***** EXTRACT *****

The drier, arid states of the West — where sometimes-dry stream beds monopolize the landscape — stand to lose the greatest federal protections.

A study funded by the EPA in 2008 found that in Arizona 94% of the streams are ephemeral/intermittent and 89% in Nevada. In other words, the new rule will leave the waterways that dominate the West unprotected.

“Utah is really going to be hurt, just as all of the arid parts of the country are really going to be hurt by this new definition,” said Betsy Southerland, former director of science and technology in the EPA Office of Water.

She sees it as a transfer of cost from the polluters to communities downstream that will have to pay more to treat their water. 

Take it to court

In the early 2000s, several Supreme Court decisions created confusion over what waters actually fell under federal jurisdiction. The standard required a waterway to be a “significant nexus” to the larger, navigable body of water (think so deep and so wide you could sail a boat on it). A wetland flowing into a river would have a “significant nexus,” but what about a wetland farther away that did not have a direct link to the river but filtered out nutrients? 

In 2015, under the direction of former President Barack Obama, the EPA tried to clear up that confusion and drafted a new definition of which waters were covered under the Clean Water Act. That definition was more expansive than previous interpretations and would have protected about 60% of the water in the United States. But the new definition roiled farmers and ranchers, who worried that irrigation ditches and other sources of water on their property would be under greater federal scrutiny.

***** LISTED ENTRIES *****

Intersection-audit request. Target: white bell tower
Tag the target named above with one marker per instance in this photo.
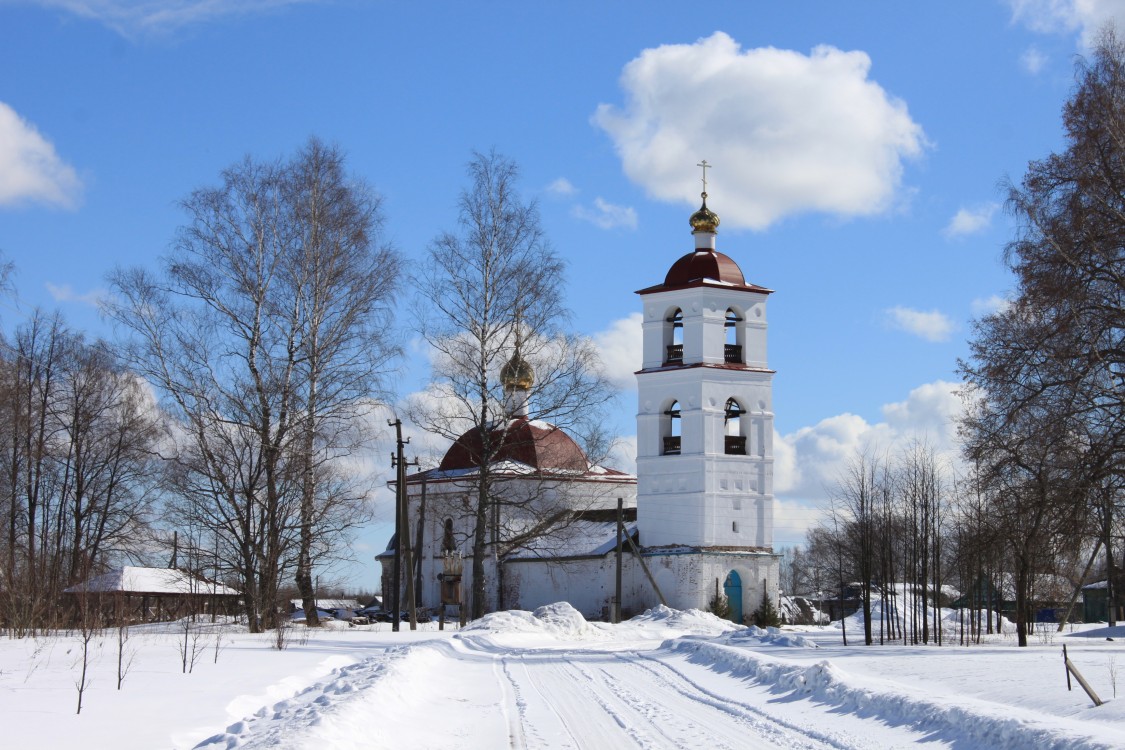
(704, 423)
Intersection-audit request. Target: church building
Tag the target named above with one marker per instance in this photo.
(699, 512)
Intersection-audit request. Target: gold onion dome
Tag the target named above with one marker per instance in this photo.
(516, 375)
(704, 219)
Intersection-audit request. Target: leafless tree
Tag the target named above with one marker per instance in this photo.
(492, 287)
(1055, 359)
(75, 467)
(266, 334)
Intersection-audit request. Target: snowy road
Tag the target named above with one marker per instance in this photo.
(470, 693)
(591, 698)
(665, 679)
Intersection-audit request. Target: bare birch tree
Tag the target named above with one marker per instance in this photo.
(495, 283)
(266, 333)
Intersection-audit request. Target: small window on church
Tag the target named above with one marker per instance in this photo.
(675, 342)
(735, 441)
(447, 536)
(672, 436)
(732, 351)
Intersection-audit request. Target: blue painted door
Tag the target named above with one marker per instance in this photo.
(732, 588)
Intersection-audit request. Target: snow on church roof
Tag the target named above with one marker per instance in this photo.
(132, 579)
(582, 539)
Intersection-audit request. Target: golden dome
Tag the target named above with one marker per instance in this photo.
(704, 219)
(516, 375)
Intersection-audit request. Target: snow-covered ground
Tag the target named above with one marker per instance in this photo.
(550, 679)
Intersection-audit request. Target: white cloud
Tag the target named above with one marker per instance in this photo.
(621, 349)
(1033, 61)
(1086, 17)
(971, 220)
(608, 216)
(66, 294)
(989, 305)
(809, 461)
(933, 325)
(563, 188)
(30, 171)
(623, 454)
(788, 133)
(137, 17)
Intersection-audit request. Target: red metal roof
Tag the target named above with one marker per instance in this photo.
(704, 268)
(538, 444)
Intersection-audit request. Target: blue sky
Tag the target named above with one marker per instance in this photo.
(860, 152)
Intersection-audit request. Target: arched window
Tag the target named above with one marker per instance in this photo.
(672, 437)
(734, 439)
(674, 352)
(447, 536)
(732, 351)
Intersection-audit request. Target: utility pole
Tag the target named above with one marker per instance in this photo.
(617, 596)
(402, 529)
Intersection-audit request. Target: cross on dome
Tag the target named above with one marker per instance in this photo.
(704, 219)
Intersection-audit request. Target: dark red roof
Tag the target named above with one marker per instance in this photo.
(704, 264)
(702, 268)
(538, 444)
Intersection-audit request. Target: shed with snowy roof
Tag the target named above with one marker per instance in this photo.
(136, 594)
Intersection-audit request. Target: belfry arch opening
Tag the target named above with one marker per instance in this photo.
(732, 345)
(672, 436)
(674, 337)
(734, 437)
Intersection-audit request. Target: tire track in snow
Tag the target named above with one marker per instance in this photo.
(510, 697)
(540, 741)
(762, 720)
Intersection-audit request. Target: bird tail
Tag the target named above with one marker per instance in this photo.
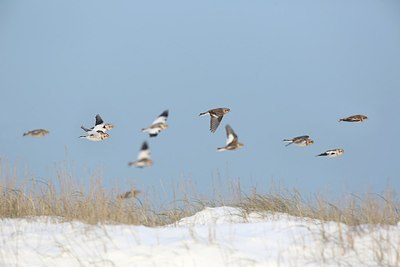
(289, 142)
(85, 129)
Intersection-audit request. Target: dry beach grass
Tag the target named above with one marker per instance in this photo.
(93, 203)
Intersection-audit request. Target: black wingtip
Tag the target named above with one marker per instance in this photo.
(145, 146)
(164, 114)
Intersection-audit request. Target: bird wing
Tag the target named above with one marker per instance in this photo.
(162, 118)
(144, 152)
(303, 137)
(99, 120)
(214, 123)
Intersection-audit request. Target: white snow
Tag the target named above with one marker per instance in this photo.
(223, 236)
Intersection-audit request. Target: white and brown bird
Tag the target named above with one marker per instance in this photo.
(95, 136)
(303, 140)
(143, 159)
(99, 126)
(355, 118)
(216, 116)
(332, 153)
(37, 133)
(158, 125)
(133, 193)
(232, 141)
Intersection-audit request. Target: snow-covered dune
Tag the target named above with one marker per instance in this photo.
(223, 236)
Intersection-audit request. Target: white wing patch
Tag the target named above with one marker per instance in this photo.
(160, 119)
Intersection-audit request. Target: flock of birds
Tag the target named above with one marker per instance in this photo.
(99, 133)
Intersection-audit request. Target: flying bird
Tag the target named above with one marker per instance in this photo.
(355, 118)
(143, 159)
(232, 142)
(158, 125)
(303, 140)
(95, 136)
(216, 115)
(99, 126)
(332, 153)
(133, 193)
(37, 133)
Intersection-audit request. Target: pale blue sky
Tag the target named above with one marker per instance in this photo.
(285, 68)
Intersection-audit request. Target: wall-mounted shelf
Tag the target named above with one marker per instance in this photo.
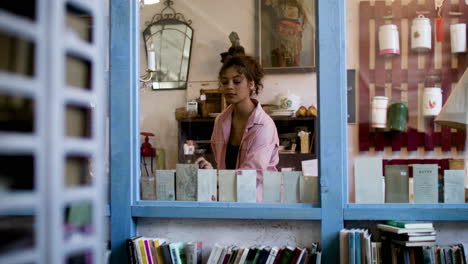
(200, 129)
(432, 212)
(166, 209)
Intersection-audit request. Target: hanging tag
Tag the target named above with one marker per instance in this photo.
(440, 29)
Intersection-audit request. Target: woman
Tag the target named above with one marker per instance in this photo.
(244, 136)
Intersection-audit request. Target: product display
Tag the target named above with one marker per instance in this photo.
(389, 41)
(421, 38)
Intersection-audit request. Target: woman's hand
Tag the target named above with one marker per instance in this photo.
(203, 163)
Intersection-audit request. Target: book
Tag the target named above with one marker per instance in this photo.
(425, 183)
(166, 253)
(411, 238)
(257, 255)
(246, 186)
(148, 188)
(368, 174)
(157, 244)
(278, 255)
(411, 190)
(454, 186)
(154, 252)
(291, 186)
(141, 251)
(357, 246)
(344, 246)
(215, 254)
(222, 255)
(263, 256)
(186, 182)
(352, 247)
(308, 189)
(148, 252)
(415, 243)
(245, 253)
(297, 252)
(398, 230)
(227, 186)
(132, 254)
(376, 252)
(193, 252)
(178, 252)
(272, 186)
(236, 256)
(165, 185)
(272, 255)
(396, 184)
(457, 164)
(318, 258)
(407, 224)
(206, 185)
(286, 255)
(304, 258)
(251, 255)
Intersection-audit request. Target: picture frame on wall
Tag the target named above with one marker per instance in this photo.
(286, 35)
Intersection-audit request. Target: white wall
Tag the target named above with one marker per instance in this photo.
(212, 22)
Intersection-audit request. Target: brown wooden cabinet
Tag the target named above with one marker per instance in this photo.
(200, 130)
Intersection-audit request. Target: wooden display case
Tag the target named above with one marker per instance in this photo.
(200, 130)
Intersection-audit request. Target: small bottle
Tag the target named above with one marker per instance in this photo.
(189, 151)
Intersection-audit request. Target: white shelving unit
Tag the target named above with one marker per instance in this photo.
(48, 144)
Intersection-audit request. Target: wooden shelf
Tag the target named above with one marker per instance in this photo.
(179, 209)
(430, 212)
(288, 118)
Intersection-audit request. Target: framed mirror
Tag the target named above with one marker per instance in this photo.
(168, 41)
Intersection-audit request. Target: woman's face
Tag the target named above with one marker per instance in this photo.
(235, 86)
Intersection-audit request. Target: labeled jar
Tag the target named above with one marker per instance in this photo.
(389, 41)
(432, 101)
(458, 37)
(397, 115)
(421, 34)
(379, 111)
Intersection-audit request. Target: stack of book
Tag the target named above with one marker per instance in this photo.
(407, 242)
(189, 183)
(356, 247)
(451, 254)
(146, 250)
(264, 255)
(409, 234)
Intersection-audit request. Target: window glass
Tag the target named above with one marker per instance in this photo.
(278, 134)
(407, 105)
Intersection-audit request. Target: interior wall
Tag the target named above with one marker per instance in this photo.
(212, 22)
(157, 110)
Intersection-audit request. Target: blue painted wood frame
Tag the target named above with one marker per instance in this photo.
(332, 121)
(222, 210)
(124, 122)
(433, 212)
(125, 127)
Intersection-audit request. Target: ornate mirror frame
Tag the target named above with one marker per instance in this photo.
(172, 21)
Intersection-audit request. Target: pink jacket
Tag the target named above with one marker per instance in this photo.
(259, 145)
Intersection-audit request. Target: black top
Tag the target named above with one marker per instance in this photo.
(231, 156)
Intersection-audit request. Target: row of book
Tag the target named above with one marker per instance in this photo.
(189, 183)
(264, 255)
(425, 185)
(146, 250)
(401, 243)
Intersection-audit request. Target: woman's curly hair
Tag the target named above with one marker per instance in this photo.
(246, 65)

*****

PROBLEM 1 ->
Translate this sentence from the water rule article into Spanish: "She sees it as a transfer of cost from the polluters to communities downstream that will have to pay more to treat their water."
PROBLEM 2 ->
Repeat word for word the part of the water rule article starting at "A study funded" and ending at "the West unprotected.".
Work only from the water rule article, not the entries.

COMPLETE RESPONSE 1 ->
Ella lo ve como una transferencia de costos de los contaminadores a las comunidades río abajo que tendrán que pagar más para tratar su agua.

COMPLETE RESPONSE 2 ->
A study funded by the EPA in 2008 found that in Arizona 94% of the streams are ephemeral/intermittent and 89% in Nevada. In other words, the new rule will leave the waterways that dominate the West unprotected.